Dataset items
★ ★ ★ ★ ★
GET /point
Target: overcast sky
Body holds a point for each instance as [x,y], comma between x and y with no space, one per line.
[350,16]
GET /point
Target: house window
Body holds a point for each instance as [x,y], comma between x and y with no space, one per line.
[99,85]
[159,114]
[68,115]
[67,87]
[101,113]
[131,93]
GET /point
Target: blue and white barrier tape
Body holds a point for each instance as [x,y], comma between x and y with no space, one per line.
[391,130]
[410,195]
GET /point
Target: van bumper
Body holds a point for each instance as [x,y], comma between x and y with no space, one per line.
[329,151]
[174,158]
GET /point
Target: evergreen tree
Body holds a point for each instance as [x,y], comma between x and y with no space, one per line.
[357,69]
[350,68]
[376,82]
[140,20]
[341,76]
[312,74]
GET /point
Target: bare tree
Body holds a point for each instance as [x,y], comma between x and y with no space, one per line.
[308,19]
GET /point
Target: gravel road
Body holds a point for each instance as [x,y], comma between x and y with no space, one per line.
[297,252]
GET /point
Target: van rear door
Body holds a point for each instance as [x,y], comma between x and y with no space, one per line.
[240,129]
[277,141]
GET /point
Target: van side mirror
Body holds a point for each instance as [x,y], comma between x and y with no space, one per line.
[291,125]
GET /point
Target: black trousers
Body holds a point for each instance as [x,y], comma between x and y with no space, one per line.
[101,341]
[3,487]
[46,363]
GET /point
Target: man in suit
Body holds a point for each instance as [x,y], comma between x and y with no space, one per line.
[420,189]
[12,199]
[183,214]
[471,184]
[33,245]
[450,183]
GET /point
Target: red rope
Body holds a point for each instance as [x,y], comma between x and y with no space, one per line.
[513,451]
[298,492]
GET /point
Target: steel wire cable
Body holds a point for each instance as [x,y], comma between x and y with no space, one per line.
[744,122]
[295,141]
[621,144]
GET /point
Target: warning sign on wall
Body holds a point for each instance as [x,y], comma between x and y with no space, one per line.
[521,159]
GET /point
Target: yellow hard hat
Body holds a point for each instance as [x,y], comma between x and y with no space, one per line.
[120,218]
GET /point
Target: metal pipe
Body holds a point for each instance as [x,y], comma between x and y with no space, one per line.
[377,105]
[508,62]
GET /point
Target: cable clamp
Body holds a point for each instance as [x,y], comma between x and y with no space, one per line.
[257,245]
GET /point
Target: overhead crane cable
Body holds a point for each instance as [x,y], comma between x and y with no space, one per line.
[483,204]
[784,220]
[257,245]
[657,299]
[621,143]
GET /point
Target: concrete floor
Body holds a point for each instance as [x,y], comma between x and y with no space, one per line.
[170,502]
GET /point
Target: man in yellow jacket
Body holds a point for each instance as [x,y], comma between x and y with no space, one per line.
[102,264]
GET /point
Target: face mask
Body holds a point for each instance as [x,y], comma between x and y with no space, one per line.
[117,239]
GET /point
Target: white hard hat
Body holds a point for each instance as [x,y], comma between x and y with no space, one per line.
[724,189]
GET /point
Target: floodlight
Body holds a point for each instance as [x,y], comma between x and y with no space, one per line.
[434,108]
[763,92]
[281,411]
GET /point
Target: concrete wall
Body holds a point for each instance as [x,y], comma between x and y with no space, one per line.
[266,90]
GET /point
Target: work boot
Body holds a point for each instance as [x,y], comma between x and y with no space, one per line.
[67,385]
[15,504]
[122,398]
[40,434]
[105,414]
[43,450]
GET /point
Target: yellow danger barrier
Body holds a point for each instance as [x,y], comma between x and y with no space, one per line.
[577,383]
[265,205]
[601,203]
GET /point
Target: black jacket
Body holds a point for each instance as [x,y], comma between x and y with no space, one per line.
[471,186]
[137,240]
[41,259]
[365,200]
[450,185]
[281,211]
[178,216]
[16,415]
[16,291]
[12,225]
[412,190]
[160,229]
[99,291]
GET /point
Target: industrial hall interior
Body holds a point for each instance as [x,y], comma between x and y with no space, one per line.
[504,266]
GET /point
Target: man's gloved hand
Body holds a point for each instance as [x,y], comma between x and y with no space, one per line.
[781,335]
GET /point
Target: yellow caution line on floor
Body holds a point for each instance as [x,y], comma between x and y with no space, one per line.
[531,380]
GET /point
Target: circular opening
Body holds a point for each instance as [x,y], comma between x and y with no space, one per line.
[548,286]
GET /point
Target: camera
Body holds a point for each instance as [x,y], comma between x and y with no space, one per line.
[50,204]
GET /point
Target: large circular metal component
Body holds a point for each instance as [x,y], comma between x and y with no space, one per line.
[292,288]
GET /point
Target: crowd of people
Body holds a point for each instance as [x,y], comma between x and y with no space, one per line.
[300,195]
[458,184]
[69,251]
★ ★ ★ ★ ★
Exercise: Look through the entries and find each line that has the string "barrier". Copy those lines.

Exercise output:
Target: blue and white barrier tape
Target: yellow danger barrier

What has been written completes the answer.